* **The data**
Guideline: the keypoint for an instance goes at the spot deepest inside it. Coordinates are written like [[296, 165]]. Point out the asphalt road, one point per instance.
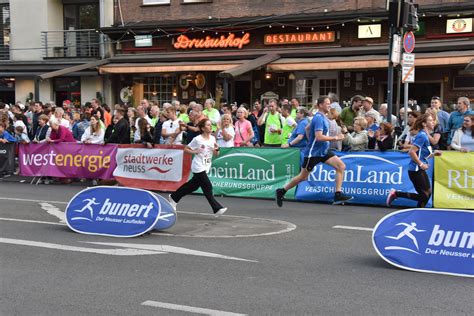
[[257, 260]]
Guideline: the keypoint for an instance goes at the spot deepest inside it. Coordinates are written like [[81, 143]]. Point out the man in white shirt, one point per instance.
[[59, 113], [172, 132]]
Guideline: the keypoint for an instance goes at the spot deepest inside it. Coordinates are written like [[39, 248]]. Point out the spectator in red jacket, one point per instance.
[[59, 133]]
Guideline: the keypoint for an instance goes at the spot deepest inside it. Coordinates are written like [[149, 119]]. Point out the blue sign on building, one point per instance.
[[427, 240], [369, 177], [118, 212]]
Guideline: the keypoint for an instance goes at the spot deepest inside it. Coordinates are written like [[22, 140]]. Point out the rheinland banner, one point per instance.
[[427, 240], [454, 180], [253, 172], [67, 160], [7, 158], [369, 177], [162, 168]]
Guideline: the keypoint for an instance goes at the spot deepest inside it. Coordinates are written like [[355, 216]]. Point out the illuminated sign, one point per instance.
[[143, 41], [299, 38], [459, 26], [370, 31], [230, 41]]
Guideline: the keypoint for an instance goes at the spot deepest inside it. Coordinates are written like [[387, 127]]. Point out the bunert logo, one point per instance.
[[118, 212], [427, 240]]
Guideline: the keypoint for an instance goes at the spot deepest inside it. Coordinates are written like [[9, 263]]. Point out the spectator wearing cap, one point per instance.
[[406, 137], [456, 118], [368, 107], [357, 140], [382, 140], [59, 133], [295, 104], [121, 131], [334, 102], [212, 114], [37, 112], [298, 137], [289, 124], [348, 114], [58, 114], [443, 116], [371, 118], [383, 110], [43, 131], [5, 136]]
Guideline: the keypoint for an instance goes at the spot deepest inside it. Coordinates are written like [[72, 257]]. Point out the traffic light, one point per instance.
[[403, 13], [410, 17]]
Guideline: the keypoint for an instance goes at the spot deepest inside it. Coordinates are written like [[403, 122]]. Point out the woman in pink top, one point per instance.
[[243, 129], [59, 133]]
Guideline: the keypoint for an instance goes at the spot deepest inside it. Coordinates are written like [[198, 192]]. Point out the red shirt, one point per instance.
[[63, 134]]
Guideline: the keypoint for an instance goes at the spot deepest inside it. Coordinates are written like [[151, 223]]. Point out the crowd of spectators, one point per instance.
[[277, 123]]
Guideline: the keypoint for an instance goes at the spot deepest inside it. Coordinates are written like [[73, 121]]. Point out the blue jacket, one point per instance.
[[455, 121], [6, 135]]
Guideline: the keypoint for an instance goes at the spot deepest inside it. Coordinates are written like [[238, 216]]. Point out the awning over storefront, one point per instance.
[[119, 68], [368, 61], [248, 66], [69, 70]]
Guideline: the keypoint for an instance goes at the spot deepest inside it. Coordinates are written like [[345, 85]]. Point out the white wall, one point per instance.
[[46, 90], [22, 88], [28, 19], [89, 87]]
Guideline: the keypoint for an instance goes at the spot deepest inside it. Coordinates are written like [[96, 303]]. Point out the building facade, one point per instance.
[[48, 49], [243, 51]]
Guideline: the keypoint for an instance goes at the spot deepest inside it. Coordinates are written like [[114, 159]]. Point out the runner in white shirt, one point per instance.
[[172, 132], [203, 147]]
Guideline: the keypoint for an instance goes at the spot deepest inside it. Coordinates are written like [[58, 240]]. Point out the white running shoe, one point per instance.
[[391, 196], [220, 212], [172, 202]]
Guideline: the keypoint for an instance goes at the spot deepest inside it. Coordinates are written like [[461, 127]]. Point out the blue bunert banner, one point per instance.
[[427, 240], [118, 212], [369, 177]]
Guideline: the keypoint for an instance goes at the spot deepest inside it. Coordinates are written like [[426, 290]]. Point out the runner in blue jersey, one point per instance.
[[420, 152], [317, 151]]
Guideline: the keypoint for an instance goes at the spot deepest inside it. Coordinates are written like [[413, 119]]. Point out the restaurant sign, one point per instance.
[[299, 38], [230, 41]]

* **Short exercise**
Copy everything in the listing from the line containing "spectators, one point per instance." down to the line containing "[[277, 123]]", requests included, and raise every coordinate in the answers by 54.

* **Exercise answer**
Guideline: the keypoint for an instance goes at the spot deepest inside it. Coordinates are written like [[151, 223]]. Point out the crowd of spectators, one point per instance.
[[331, 177]]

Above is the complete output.